● DIRECTION: The data follows this line. Copy verbatim the line with "Could you point to the horizontal" and each line after it to the end.

● TASK INPUT:
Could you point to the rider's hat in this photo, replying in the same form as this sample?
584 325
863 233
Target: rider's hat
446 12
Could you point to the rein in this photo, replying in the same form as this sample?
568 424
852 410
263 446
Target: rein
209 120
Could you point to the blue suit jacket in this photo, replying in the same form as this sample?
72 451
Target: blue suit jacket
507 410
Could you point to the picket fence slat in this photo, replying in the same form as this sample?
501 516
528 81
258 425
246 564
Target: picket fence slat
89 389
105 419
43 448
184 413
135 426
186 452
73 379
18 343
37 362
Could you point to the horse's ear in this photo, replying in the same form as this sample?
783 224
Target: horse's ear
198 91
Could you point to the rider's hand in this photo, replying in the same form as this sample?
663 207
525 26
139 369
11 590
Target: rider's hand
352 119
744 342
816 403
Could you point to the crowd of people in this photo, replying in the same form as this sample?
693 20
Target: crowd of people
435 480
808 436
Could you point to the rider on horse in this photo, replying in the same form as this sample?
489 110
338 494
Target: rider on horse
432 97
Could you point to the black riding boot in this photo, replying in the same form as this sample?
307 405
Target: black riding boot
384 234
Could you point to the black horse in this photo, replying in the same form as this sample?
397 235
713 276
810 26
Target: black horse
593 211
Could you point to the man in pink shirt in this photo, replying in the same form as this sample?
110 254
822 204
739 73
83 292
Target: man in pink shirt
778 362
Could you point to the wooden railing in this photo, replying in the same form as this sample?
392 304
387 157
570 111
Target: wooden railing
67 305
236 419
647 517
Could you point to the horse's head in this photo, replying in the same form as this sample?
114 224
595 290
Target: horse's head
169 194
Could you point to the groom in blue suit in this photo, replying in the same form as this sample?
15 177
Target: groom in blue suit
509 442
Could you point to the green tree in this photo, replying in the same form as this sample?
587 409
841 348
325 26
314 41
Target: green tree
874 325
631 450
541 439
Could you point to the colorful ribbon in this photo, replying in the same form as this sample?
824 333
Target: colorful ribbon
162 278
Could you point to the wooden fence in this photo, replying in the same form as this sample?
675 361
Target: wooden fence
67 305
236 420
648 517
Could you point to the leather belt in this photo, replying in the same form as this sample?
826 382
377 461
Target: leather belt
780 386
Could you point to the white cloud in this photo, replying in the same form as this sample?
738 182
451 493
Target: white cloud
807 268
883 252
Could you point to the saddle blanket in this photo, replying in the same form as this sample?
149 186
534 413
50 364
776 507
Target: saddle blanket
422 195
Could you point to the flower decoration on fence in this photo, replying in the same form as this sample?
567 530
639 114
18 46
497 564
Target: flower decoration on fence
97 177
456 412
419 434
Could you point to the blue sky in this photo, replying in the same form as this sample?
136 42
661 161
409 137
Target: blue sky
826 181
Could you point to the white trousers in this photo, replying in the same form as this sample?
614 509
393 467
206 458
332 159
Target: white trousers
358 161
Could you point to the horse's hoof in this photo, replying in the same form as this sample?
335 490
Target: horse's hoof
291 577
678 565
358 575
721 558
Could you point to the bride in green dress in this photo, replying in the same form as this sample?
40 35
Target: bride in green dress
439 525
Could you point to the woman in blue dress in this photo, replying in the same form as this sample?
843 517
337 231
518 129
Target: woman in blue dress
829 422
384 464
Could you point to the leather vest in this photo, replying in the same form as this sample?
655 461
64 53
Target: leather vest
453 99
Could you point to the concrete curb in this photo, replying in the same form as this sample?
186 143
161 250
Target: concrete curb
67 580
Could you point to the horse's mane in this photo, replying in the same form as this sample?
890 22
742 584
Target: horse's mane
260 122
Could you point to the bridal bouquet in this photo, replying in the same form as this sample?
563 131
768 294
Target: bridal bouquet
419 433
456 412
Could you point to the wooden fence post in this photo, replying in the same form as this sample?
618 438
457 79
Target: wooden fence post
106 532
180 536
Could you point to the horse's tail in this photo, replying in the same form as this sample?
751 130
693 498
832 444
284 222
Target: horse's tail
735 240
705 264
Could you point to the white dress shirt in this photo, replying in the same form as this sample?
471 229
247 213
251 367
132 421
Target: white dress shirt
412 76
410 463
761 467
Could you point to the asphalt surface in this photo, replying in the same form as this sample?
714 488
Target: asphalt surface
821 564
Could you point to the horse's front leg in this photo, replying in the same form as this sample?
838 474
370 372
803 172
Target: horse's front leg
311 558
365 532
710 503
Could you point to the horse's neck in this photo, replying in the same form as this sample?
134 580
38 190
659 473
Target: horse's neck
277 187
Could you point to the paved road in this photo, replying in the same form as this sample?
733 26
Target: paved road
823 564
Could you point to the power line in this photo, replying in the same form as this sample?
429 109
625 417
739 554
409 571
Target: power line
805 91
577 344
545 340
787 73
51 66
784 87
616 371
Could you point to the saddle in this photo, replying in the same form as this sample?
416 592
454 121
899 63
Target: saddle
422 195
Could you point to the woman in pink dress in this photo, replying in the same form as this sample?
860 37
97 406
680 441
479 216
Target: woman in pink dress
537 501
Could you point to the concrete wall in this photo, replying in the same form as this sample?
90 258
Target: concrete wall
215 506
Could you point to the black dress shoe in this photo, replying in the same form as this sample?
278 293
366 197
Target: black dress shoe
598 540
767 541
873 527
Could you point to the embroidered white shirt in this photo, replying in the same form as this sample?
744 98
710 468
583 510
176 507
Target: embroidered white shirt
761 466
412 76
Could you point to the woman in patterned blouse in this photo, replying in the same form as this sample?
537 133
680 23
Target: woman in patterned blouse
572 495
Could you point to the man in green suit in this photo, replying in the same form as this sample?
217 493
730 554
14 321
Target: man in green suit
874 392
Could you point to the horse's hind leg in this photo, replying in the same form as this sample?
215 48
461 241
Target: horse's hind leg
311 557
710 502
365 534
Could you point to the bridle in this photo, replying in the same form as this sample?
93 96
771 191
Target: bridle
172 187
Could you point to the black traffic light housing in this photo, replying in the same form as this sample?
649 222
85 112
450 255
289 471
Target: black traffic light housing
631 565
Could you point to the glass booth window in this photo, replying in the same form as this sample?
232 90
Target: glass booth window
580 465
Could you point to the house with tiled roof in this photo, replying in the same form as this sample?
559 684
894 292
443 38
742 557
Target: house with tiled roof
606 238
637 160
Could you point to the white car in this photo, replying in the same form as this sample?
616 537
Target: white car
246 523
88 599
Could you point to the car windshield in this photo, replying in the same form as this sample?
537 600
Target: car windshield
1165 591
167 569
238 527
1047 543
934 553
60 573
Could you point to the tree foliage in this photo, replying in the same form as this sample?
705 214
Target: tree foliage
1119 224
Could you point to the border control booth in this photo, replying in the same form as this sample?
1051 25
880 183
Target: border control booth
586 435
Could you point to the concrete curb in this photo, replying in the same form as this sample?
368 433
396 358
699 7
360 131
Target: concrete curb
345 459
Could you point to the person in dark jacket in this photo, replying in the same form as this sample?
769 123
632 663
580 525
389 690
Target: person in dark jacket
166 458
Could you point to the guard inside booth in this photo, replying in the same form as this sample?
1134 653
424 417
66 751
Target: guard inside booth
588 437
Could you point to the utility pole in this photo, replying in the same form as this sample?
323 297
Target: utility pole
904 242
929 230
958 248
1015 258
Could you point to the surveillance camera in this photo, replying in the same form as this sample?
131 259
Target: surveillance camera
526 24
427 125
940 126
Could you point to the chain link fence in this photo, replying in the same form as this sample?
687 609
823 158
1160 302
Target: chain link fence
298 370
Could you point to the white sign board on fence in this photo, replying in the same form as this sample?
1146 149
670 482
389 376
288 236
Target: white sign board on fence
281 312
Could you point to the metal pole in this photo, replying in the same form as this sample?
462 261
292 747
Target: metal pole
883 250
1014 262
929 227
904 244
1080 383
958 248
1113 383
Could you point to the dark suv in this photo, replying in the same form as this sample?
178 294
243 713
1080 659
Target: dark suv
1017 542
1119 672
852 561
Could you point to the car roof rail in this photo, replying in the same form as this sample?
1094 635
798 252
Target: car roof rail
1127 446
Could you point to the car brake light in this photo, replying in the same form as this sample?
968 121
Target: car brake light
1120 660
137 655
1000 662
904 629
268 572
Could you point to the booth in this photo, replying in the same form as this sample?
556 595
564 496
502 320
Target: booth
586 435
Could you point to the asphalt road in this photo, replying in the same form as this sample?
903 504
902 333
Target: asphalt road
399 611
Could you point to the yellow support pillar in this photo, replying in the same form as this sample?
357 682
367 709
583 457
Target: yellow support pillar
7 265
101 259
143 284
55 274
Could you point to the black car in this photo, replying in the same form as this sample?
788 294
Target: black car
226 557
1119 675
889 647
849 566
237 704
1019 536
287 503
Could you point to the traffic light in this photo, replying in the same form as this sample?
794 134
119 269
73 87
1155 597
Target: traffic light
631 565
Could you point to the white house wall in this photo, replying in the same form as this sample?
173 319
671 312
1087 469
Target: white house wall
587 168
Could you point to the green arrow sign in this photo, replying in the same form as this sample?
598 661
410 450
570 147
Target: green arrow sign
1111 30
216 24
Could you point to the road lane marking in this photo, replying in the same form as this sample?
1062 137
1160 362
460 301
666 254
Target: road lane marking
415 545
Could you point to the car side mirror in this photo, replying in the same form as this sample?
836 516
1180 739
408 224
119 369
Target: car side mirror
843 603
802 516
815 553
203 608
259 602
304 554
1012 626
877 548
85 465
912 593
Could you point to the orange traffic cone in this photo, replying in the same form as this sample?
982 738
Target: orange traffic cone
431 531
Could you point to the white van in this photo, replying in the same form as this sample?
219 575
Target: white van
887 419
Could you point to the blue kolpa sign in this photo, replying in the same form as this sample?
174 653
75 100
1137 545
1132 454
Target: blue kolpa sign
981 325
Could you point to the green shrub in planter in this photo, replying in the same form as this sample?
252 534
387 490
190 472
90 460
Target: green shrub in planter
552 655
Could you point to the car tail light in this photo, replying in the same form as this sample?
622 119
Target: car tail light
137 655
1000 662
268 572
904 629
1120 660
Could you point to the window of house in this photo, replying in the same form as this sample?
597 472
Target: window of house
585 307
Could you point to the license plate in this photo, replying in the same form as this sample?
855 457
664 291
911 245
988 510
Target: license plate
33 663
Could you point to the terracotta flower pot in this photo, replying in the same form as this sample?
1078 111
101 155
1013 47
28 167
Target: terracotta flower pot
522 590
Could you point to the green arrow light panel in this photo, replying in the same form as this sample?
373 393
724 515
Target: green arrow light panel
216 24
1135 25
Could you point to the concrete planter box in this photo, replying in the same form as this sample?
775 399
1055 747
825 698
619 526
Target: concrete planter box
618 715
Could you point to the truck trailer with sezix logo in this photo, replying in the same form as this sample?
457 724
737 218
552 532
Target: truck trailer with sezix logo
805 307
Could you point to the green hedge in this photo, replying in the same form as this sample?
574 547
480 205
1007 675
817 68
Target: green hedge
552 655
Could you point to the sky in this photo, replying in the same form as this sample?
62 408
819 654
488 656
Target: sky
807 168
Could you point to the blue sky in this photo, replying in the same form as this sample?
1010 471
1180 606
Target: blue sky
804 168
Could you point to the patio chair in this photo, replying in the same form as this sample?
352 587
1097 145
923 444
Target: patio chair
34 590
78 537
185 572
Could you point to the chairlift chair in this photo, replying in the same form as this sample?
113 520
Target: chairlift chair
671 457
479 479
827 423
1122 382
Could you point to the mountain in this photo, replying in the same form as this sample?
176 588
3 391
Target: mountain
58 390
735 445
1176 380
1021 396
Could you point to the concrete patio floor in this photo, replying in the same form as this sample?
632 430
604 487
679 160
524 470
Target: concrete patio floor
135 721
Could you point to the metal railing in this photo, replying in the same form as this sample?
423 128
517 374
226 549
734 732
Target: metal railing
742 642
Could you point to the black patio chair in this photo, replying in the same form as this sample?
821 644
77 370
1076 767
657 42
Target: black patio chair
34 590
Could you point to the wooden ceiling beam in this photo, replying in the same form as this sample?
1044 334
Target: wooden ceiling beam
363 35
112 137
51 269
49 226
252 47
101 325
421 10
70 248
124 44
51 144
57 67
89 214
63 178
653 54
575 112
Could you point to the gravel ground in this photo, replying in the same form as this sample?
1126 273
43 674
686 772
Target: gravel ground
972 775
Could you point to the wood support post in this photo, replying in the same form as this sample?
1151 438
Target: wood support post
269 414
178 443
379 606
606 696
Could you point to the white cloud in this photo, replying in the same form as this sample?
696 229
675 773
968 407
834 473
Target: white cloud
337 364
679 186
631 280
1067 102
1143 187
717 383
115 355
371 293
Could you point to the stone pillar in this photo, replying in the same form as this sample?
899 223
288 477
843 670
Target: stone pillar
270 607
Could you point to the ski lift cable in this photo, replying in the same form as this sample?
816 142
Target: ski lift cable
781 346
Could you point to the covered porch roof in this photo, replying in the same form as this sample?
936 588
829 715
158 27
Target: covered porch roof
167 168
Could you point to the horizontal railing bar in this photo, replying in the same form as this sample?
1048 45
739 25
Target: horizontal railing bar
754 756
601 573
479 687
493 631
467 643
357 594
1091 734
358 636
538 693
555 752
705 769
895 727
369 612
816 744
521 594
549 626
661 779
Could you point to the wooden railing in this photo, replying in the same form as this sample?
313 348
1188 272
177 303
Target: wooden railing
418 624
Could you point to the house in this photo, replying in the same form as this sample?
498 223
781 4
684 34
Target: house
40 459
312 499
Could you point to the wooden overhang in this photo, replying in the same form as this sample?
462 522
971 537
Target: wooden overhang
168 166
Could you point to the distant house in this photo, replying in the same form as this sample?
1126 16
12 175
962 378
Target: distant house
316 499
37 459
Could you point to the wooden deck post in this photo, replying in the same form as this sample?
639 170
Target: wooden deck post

● EXERCISE RESPONSE:
Could you point to the horizontal railing bar in this photo, replying in the same form as this sample?
1048 45
739 25
Target: horizontal railing bar
754 756
601 573
479 687
493 631
467 643
357 594
1091 734
358 636
538 693
555 752
705 769
895 727
369 612
816 744
521 594
549 626
661 779
Could you point to the wooden railing in this photo, replying in the same form as this sample?
313 348
1188 272
177 303
Target: wooden railing
418 624
Could you point to the house in this photo, replying in the same form as this sample?
498 223
781 4
684 34
Target: house
40 459
312 499
Could you point to the wooden overhang in this photo, replying in the same form as this sample?
462 522
971 537
Target: wooden overhang
168 166
Could you point to the distant house in this photo, replying in the same form as this sample?
1126 16
12 175
962 378
Target: distant house
316 499
37 459
Could you point to the wooden deck post in this photo, replying in the same form as this sample?
639 170
Target: wooden deck post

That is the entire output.